══ Information given ══
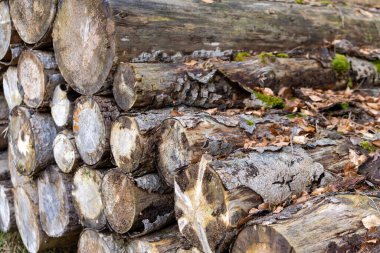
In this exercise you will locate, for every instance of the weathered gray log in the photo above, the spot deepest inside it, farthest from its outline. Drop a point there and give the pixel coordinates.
(92, 127)
(136, 206)
(87, 197)
(133, 141)
(9, 39)
(38, 76)
(184, 139)
(33, 19)
(57, 214)
(158, 85)
(228, 187)
(65, 152)
(323, 224)
(129, 27)
(105, 242)
(31, 135)
(62, 105)
(7, 215)
(28, 221)
(13, 92)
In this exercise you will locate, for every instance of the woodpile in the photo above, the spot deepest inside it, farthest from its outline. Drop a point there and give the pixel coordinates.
(190, 126)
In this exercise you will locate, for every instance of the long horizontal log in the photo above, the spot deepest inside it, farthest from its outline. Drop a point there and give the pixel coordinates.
(213, 198)
(136, 206)
(130, 27)
(324, 224)
(31, 135)
(33, 20)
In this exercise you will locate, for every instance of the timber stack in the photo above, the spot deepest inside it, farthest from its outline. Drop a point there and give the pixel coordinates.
(173, 126)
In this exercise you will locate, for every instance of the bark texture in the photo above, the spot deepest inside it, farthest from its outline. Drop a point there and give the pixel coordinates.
(129, 28)
(136, 206)
(31, 135)
(92, 127)
(324, 224)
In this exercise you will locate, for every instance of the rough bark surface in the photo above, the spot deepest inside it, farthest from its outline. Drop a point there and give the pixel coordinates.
(38, 76)
(57, 214)
(92, 121)
(137, 206)
(87, 197)
(129, 27)
(65, 152)
(323, 224)
(158, 85)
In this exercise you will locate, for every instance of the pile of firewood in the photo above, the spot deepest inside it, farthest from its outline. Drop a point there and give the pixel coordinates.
(127, 129)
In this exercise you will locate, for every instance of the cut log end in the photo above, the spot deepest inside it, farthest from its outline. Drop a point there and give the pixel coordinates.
(123, 86)
(33, 19)
(126, 144)
(65, 152)
(87, 63)
(89, 130)
(5, 28)
(87, 198)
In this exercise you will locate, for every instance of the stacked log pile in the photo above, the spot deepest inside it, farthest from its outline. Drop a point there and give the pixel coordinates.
(153, 126)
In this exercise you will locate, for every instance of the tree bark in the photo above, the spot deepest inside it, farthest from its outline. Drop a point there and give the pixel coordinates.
(234, 185)
(129, 28)
(92, 121)
(62, 105)
(133, 141)
(33, 20)
(31, 135)
(65, 152)
(9, 40)
(157, 85)
(323, 224)
(28, 222)
(38, 76)
(183, 140)
(137, 206)
(56, 209)
(87, 197)
(7, 215)
(12, 89)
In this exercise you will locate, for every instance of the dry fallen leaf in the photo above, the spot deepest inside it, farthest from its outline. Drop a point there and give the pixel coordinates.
(371, 221)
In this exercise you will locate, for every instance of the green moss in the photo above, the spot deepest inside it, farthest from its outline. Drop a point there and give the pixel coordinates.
(377, 65)
(282, 55)
(340, 64)
(241, 56)
(270, 101)
(367, 146)
(344, 106)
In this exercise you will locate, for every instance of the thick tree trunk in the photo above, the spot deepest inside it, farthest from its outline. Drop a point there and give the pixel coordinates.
(65, 152)
(56, 209)
(158, 85)
(31, 135)
(133, 141)
(62, 105)
(323, 224)
(38, 76)
(87, 197)
(92, 127)
(93, 241)
(34, 19)
(185, 138)
(137, 206)
(7, 213)
(232, 186)
(9, 40)
(130, 27)
(28, 222)
(12, 89)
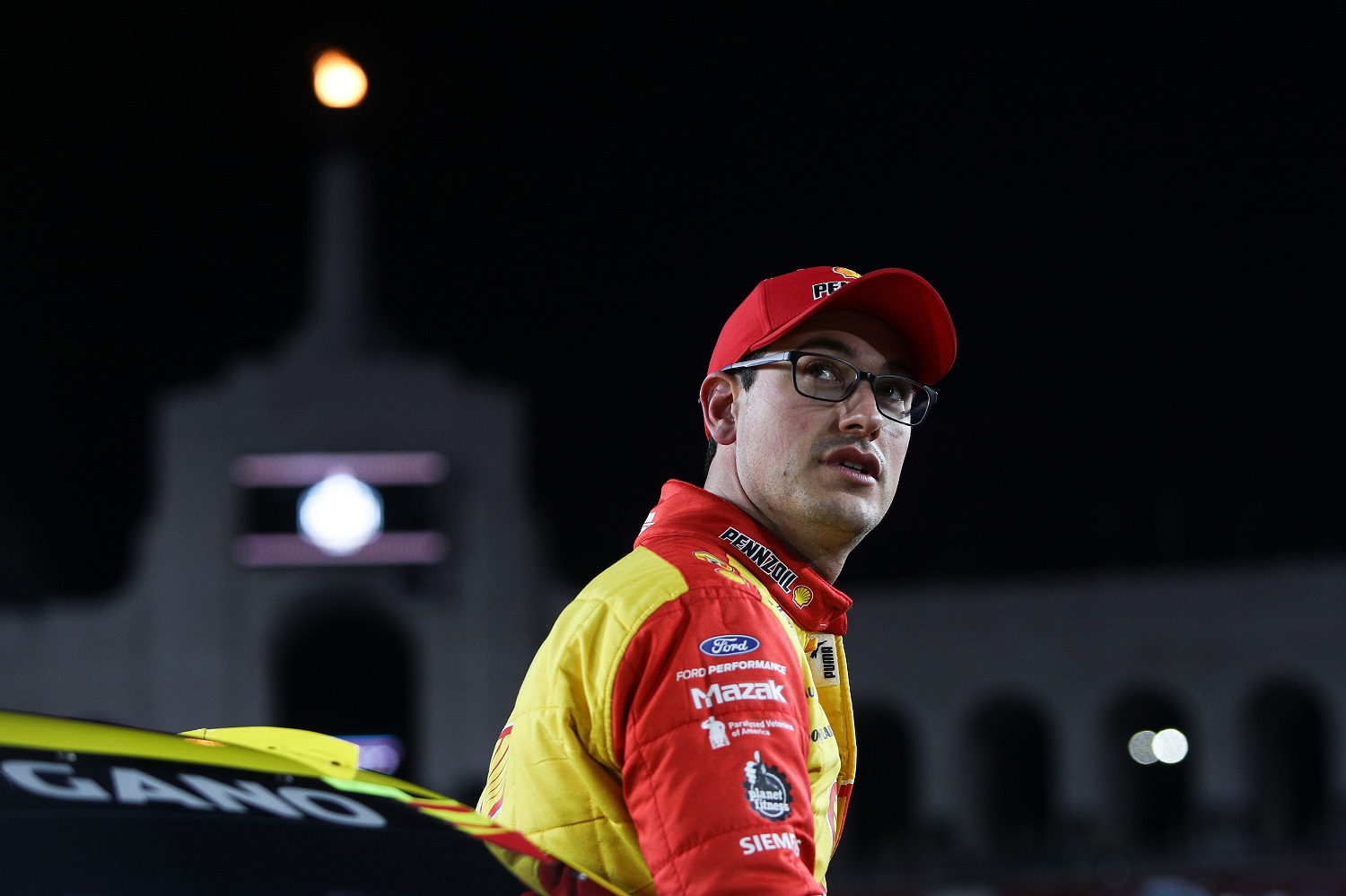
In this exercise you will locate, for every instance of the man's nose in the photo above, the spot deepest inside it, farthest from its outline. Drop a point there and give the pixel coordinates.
═══
The data above needs to be retyped exactly, with the images left out.

In this exercise you will locate, for every instance of the weathered gray log in the photo above, the spot deepest inside it, farthest from its outline. Drop a point there and give the pixel coordinates.
(92, 127)
(136, 206)
(87, 197)
(133, 141)
(9, 39)
(38, 76)
(184, 139)
(33, 19)
(57, 214)
(158, 85)
(228, 187)
(65, 152)
(323, 224)
(129, 27)
(105, 242)
(31, 135)
(62, 105)
(7, 215)
(28, 221)
(13, 92)
In this exercise you will locate, for every instance of the woodpile in the photo above, the spot deepest inside it, farthest from its outline. Drop a point there and give the pixel coordinates.
(190, 126)
In this exercise you will locate, for every instance of the long horizontal log in the photo above, the spot deepest inside it, farthest from its outline. Drop a point there and give the pixel coordinates.
(213, 198)
(136, 206)
(130, 27)
(324, 224)
(31, 135)
(33, 20)
In this exercise you will locate, for every instance of the timber stack in the photo above, the spot deepest inside it, farthest from its outline. Drop a point there and give the pixel coordinates.
(173, 126)
In this exercise you will locate, for every instance of the bark texture in the photo above, the spot deepest inside it, farthest from its outline. Drop a point there and give the pixel coordinates.
(129, 28)
(136, 206)
(31, 135)
(92, 127)
(324, 224)
In this exercise you will locate, for every instance of the rough bark surface in the photo above, the spot deepest inside it, farthest from its outline. Drop a point there and give the pixel coordinates.
(38, 76)
(57, 214)
(92, 121)
(137, 206)
(87, 197)
(129, 27)
(65, 152)
(323, 224)
(158, 85)
In this exercise you will locate, for every instance of the pile of firewood in the photo above, the spot deepest inside it, farthest from its outline. Drop a point there and give the pixel coordinates.
(127, 129)
In this exercise you will locate, for every instance of the cut log end in the photo above, the spot deepest inside it, farthest from its outline. Drop a point there and give the pixel coordinates.
(123, 86)
(33, 19)
(126, 144)
(65, 152)
(87, 63)
(89, 130)
(5, 28)
(87, 198)
In this exercise you will locate, for every instance of the stacked log pile in the photo above, the spot deepest inside it, farthest from its outline. Drop a point there and give the pixel coordinates.
(153, 126)
In this exercise you will locate, for every instance of the tree bark in the photo above, the spot deepest inside it, farthest from its outline. Drop a point there and give the pixel coordinates.
(234, 185)
(129, 28)
(92, 121)
(62, 105)
(133, 141)
(33, 20)
(31, 135)
(65, 152)
(9, 40)
(157, 85)
(323, 224)
(28, 222)
(38, 76)
(183, 140)
(137, 206)
(56, 209)
(87, 197)
(7, 215)
(12, 89)
In this exercise you will locate, for every instance of the dry fallen leaf in the photo above, the spot deepest inside it, farthest from its outline. Drop a point there and give the pixel coordinates.
(371, 221)
In this exercise you will locate, for every instance of the green moss in the photo above, the spot deepest inside it, farthest from its outline. Drop a point there and give the pixel coordinates.
(377, 65)
(282, 55)
(340, 64)
(241, 56)
(270, 101)
(367, 146)
(344, 106)
In this exercise you will locate, for every instance of the thick tree trunk in the photo above, the spot deepest inside it, farthest from its outline. Drop a point there and give the pixel coordinates.
(65, 152)
(56, 209)
(158, 85)
(31, 135)
(133, 141)
(62, 105)
(323, 224)
(38, 76)
(87, 197)
(92, 127)
(93, 241)
(34, 19)
(185, 138)
(137, 206)
(7, 213)
(232, 186)
(9, 40)
(130, 27)
(28, 222)
(12, 89)
In this exercise you will locate, for every instance of the man's nose in the photo above, the spot deepest inside it, farthest from its outline. Drop a point there and give the pixel coordinates.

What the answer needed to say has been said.